Source extract:
***

In fact, there’s an interesting body of academic and artistic work exploring the rise of vertical. Vertical Cinema as a genre had its own first premiere back in 2013 and has since had festivals and showings most years since. National Geographic released the final episode of its “One Strange Rock” documentary in 2018 in vertical format for Instagram (NatGeo has 183 million followers on Instagram and releases regular vertical versions of its programs.)

The literature points to the somewhat narrow way we look at what is an acceptable format. The reason we are used to landscape/horizontal/postbox views is because, back in 1930 the U.S. Academy of Motion Picture Arts and Science got together to create a standardised horizontal frame for showing in cinemas. The only ratios under consideration were 4:3, 4:5 and 4:6, and they rebuffed an argument put forward by Sergei Eisenstein, a Russian film-maker, to consider a square so as not to ignore the cinematic and creative potential of height as well as width. Instead they were more interested in making money, and a flatter, wider format suited the cinemas, theatres and dance halls of the day, where movies would be shown. So they agreed to keep the 4:3 format that most silent films had adopted. ¹

There were two significant outcomes from this: the first was that henceforth the only discussion about extending the format was about width — think CinemaScope and Panavision in the 1950s — reemphasising the dominance of horizontalism. The second was that televisions would follow suit, adopting the same proportions so they could faithfully present movies when they were shown on TV.

***

Provided data:
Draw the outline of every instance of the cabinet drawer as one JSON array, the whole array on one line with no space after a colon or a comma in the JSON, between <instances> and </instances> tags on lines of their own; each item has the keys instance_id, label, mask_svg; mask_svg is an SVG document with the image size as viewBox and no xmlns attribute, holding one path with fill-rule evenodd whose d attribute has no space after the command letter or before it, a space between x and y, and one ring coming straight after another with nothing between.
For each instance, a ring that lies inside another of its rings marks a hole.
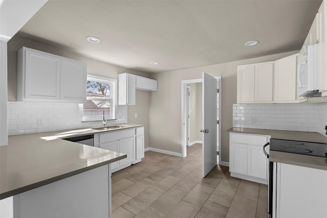
<instances>
[{"instance_id":1,"label":"cabinet drawer","mask_svg":"<svg viewBox=\"0 0 327 218\"><path fill-rule=\"evenodd\" d=\"M265 135L236 134L231 133L230 142L242 143L243 144L258 144L263 146L268 141L268 137Z\"/></svg>"},{"instance_id":2,"label":"cabinet drawer","mask_svg":"<svg viewBox=\"0 0 327 218\"><path fill-rule=\"evenodd\" d=\"M144 135L144 127L136 128L136 135Z\"/></svg>"},{"instance_id":3,"label":"cabinet drawer","mask_svg":"<svg viewBox=\"0 0 327 218\"><path fill-rule=\"evenodd\" d=\"M100 135L100 143L116 141L122 138L135 136L135 129L104 133Z\"/></svg>"}]
</instances>

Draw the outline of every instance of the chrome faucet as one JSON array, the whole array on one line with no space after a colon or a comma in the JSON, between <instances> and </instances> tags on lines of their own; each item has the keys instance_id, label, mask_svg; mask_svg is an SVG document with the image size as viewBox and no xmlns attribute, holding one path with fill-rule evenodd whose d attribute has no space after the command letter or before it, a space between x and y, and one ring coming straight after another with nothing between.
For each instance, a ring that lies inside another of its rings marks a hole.
<instances>
[{"instance_id":1,"label":"chrome faucet","mask_svg":"<svg viewBox=\"0 0 327 218\"><path fill-rule=\"evenodd\" d=\"M104 109L102 109L102 127L107 125L107 120L104 119Z\"/></svg>"}]
</instances>

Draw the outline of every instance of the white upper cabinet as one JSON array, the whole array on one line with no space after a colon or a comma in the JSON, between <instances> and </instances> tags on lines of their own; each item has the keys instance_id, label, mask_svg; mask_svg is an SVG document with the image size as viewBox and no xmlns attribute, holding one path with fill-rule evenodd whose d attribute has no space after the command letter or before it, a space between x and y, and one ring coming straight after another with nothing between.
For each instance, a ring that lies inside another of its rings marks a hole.
<instances>
[{"instance_id":1,"label":"white upper cabinet","mask_svg":"<svg viewBox=\"0 0 327 218\"><path fill-rule=\"evenodd\" d=\"M296 100L296 58L294 55L275 61L274 102Z\"/></svg>"},{"instance_id":2,"label":"white upper cabinet","mask_svg":"<svg viewBox=\"0 0 327 218\"><path fill-rule=\"evenodd\" d=\"M158 83L152 80L133 74L118 75L118 104L135 105L135 89L144 91L156 91Z\"/></svg>"},{"instance_id":3,"label":"white upper cabinet","mask_svg":"<svg viewBox=\"0 0 327 218\"><path fill-rule=\"evenodd\" d=\"M327 22L325 21L325 12L327 10L327 1L322 2L318 11L319 15L319 91L321 92L321 96L327 95L327 61L326 61L326 54L327 53L327 44L326 44L326 30L327 30Z\"/></svg>"},{"instance_id":4,"label":"white upper cabinet","mask_svg":"<svg viewBox=\"0 0 327 218\"><path fill-rule=\"evenodd\" d=\"M144 91L156 91L158 83L156 80L136 76L136 89Z\"/></svg>"},{"instance_id":5,"label":"white upper cabinet","mask_svg":"<svg viewBox=\"0 0 327 218\"><path fill-rule=\"evenodd\" d=\"M273 63L238 66L238 103L272 101Z\"/></svg>"},{"instance_id":6,"label":"white upper cabinet","mask_svg":"<svg viewBox=\"0 0 327 218\"><path fill-rule=\"evenodd\" d=\"M254 101L254 65L238 66L238 103Z\"/></svg>"},{"instance_id":7,"label":"white upper cabinet","mask_svg":"<svg viewBox=\"0 0 327 218\"><path fill-rule=\"evenodd\" d=\"M273 68L272 62L255 65L254 101L272 101Z\"/></svg>"},{"instance_id":8,"label":"white upper cabinet","mask_svg":"<svg viewBox=\"0 0 327 218\"><path fill-rule=\"evenodd\" d=\"M60 59L34 50L23 49L19 52L24 53L24 50L26 58L22 62L25 63L25 82L21 82L22 87L25 85L25 98L59 100L60 98ZM18 64L21 62L19 60ZM24 70L20 69L24 78ZM17 84L17 88L21 88L18 86L20 86Z\"/></svg>"},{"instance_id":9,"label":"white upper cabinet","mask_svg":"<svg viewBox=\"0 0 327 218\"><path fill-rule=\"evenodd\" d=\"M17 101L86 101L84 63L23 47L18 52Z\"/></svg>"},{"instance_id":10,"label":"white upper cabinet","mask_svg":"<svg viewBox=\"0 0 327 218\"><path fill-rule=\"evenodd\" d=\"M85 101L86 65L74 60L62 58L60 69L60 99Z\"/></svg>"},{"instance_id":11,"label":"white upper cabinet","mask_svg":"<svg viewBox=\"0 0 327 218\"><path fill-rule=\"evenodd\" d=\"M136 76L129 74L118 75L118 104L135 105Z\"/></svg>"}]
</instances>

***

To do:
Answer these from the text on vertical video formats:
1. In what year did Vertical Cinema hold its first premiere?
2. Which aspect ratio did the Academy agree to keep?
3. Which two formats from the 1950s are named as examples of extending width?

Answer to the exercise:
1. 2013
2. 4:3
3. CinemaScope and Panavision